(Records from a data collection)
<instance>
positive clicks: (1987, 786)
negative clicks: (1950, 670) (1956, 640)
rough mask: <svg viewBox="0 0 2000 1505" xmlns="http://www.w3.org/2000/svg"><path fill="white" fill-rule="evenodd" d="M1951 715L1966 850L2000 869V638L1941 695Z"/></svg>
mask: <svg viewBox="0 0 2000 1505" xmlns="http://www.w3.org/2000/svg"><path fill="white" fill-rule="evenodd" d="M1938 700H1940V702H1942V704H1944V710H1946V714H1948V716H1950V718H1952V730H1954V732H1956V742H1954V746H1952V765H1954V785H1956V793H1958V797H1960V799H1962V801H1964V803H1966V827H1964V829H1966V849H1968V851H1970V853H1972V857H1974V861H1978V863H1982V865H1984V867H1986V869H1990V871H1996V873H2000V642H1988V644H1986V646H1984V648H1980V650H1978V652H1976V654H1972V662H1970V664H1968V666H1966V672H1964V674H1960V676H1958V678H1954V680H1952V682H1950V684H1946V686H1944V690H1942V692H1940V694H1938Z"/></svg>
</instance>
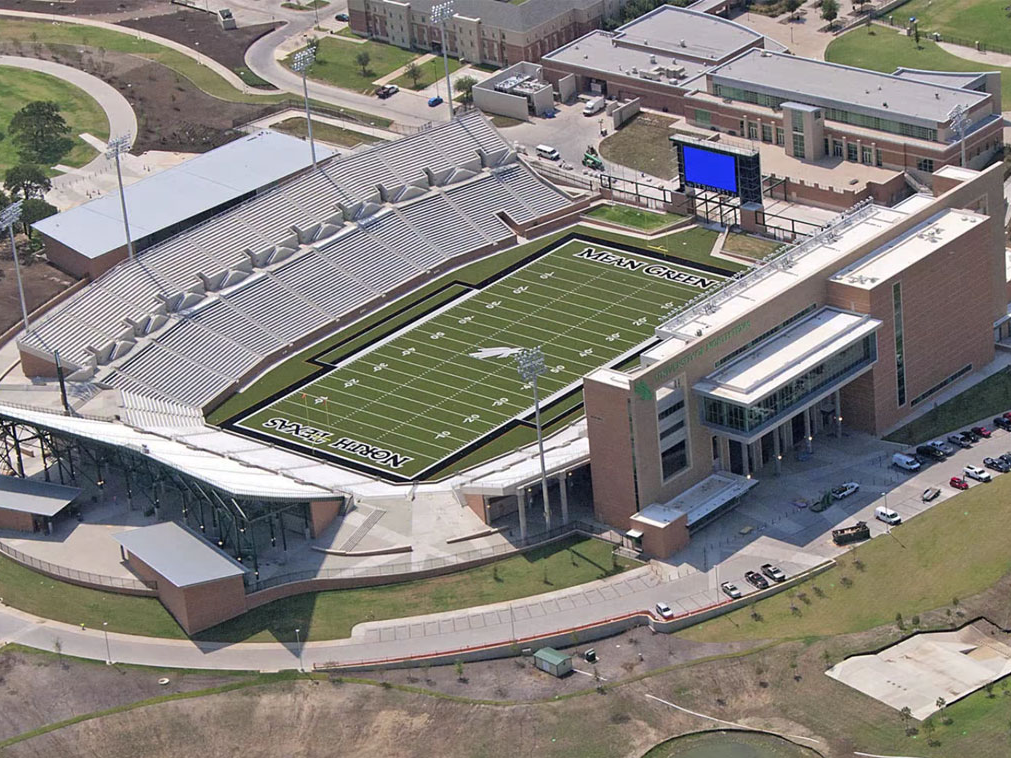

What is being asked:
Please write out all of the records again, swapping "rough mask" for "coarse mask" and keeping everything else the same. Leave the pictures out of your answer.

Task response:
<instance>
positive clicks: (1987, 786)
negative clicks: (1950, 670) (1956, 640)
coarse mask: <svg viewBox="0 0 2000 1505" xmlns="http://www.w3.org/2000/svg"><path fill="white" fill-rule="evenodd" d="M1951 715L1966 850L2000 869V638L1941 695Z"/></svg>
mask: <svg viewBox="0 0 2000 1505" xmlns="http://www.w3.org/2000/svg"><path fill="white" fill-rule="evenodd" d="M1938 700H1940V702H1942V704H1944V710H1946V714H1948V716H1950V718H1952V730H1954V732H1956V742H1954V746H1952V765H1954V785H1956V793H1958V797H1960V799H1962V801H1964V803H1966V827H1964V829H1966V849H1968V851H1970V853H1972V857H1974V861H1978V863H1982V865H1984V867H1986V869H1990V871H1996V873H2000V642H1988V644H1986V646H1984V648H1980V650H1978V652H1976V654H1972V662H1970V664H1968V666H1966V672H1964V674H1960V676H1958V678H1954V680H1952V682H1950V684H1946V686H1944V690H1942V692H1940V694H1938Z"/></svg>
</instance>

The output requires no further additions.